[A block of data]
━━━
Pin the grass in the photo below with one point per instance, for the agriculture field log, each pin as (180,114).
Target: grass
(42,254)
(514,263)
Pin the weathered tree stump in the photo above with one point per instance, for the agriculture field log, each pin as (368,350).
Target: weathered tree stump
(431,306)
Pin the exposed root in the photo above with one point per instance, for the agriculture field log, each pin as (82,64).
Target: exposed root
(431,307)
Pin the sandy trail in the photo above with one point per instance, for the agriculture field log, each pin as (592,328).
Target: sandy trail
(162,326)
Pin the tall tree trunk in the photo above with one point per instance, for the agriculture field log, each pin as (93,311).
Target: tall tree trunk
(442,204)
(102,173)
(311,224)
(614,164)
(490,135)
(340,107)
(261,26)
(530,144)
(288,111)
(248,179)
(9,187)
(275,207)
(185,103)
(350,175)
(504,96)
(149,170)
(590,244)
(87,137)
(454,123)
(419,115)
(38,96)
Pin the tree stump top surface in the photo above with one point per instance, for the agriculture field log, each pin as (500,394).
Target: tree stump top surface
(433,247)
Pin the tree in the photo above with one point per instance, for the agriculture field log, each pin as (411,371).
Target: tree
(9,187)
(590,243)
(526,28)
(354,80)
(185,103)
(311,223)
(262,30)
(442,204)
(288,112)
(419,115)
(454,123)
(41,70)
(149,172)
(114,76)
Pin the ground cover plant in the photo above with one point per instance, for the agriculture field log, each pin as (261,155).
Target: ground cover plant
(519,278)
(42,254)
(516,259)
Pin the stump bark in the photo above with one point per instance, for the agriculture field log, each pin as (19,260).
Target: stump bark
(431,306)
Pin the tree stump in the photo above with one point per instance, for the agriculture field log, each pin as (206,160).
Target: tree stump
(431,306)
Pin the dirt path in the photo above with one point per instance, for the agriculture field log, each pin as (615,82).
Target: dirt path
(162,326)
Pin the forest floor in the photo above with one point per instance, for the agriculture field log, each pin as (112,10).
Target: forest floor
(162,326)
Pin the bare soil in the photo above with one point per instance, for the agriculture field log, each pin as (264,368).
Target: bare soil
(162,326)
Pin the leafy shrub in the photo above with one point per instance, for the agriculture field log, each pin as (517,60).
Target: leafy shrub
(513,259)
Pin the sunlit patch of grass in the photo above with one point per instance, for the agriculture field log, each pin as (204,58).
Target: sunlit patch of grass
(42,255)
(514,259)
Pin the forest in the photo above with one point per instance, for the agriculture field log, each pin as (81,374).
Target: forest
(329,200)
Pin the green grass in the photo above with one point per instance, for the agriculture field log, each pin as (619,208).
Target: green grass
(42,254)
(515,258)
━━━
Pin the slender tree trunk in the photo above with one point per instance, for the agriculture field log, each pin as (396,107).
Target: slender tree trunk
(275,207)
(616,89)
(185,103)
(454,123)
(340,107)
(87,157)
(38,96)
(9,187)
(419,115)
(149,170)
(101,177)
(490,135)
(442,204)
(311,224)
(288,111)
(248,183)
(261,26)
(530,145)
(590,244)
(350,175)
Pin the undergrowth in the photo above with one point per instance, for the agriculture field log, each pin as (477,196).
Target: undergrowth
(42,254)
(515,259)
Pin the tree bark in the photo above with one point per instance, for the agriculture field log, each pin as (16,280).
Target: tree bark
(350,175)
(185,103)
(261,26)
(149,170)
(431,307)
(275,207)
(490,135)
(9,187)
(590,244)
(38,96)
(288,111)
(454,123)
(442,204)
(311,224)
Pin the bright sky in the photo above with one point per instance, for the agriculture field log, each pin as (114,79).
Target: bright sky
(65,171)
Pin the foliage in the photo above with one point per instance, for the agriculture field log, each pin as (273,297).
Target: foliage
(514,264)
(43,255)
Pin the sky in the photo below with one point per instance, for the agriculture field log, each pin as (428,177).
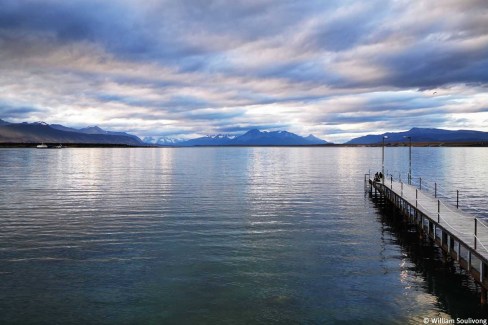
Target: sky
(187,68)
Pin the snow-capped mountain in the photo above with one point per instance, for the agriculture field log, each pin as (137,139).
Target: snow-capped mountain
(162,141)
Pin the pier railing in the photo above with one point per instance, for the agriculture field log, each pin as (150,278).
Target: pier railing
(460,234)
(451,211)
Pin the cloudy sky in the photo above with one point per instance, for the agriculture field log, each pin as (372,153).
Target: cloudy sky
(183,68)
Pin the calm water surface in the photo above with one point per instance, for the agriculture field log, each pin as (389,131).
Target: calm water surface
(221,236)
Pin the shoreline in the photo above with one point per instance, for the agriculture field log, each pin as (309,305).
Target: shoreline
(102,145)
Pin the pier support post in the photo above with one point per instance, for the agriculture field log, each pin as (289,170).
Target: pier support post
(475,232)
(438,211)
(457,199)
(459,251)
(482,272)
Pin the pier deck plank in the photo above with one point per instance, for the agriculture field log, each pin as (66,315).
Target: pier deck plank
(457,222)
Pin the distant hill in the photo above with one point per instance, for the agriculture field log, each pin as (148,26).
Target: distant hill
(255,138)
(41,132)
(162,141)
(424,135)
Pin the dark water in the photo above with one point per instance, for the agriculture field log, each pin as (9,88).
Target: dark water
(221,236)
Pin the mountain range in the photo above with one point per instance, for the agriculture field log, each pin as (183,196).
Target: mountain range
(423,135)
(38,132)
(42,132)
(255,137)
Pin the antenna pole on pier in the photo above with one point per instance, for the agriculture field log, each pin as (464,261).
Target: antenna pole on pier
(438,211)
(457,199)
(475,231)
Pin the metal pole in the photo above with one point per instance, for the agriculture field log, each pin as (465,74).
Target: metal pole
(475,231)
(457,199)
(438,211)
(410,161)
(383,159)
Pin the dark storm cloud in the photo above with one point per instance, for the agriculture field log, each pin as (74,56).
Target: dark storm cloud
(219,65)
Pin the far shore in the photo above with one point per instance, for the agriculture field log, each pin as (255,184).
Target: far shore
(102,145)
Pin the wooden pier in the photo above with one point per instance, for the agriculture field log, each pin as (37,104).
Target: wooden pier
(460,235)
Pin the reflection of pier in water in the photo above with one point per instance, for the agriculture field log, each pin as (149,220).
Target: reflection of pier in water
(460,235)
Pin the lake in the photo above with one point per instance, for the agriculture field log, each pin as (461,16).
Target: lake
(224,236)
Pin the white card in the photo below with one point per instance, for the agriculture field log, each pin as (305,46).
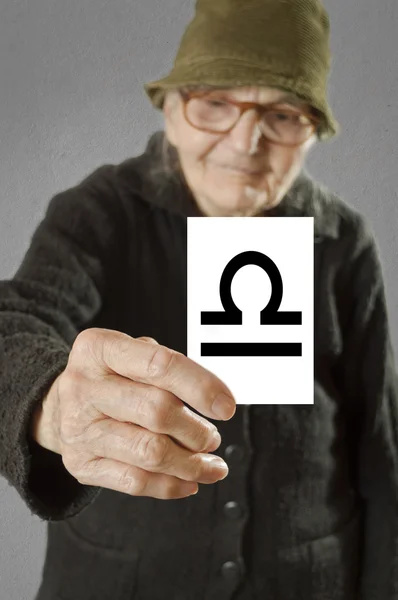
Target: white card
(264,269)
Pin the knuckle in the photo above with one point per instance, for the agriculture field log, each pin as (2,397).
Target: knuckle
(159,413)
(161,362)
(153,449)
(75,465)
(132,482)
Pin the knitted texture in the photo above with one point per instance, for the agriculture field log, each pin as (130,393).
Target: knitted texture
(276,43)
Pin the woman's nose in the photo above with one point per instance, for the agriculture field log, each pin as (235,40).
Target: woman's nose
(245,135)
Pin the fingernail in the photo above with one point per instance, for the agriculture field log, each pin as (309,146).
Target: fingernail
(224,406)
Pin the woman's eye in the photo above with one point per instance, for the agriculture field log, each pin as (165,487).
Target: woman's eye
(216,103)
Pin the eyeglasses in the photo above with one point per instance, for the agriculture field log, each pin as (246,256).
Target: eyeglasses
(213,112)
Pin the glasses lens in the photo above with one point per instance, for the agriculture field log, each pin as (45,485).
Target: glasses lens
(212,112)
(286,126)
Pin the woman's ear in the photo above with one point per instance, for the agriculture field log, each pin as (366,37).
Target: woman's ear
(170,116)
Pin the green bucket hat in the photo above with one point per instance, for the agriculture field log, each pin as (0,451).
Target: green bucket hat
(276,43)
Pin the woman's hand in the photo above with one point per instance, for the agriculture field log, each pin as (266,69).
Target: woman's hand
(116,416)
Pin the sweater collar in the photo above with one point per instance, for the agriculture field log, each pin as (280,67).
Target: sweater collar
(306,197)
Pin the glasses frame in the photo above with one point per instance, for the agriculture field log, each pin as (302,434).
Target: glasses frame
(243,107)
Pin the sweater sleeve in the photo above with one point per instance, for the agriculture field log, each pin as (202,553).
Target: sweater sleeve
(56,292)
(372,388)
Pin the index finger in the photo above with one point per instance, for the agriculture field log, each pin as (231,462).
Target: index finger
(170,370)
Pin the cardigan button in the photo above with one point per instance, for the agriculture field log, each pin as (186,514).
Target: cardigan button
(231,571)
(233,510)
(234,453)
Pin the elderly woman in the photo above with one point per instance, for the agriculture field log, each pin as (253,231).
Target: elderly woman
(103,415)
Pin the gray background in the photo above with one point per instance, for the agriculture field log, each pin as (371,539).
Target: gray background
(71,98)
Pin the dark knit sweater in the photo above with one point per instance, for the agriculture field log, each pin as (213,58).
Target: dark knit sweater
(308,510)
━━━
● **Given request**
How many lines in the entries contain the string "cardigan"? Case counts. Reply with the number only.

● **Written answer**
2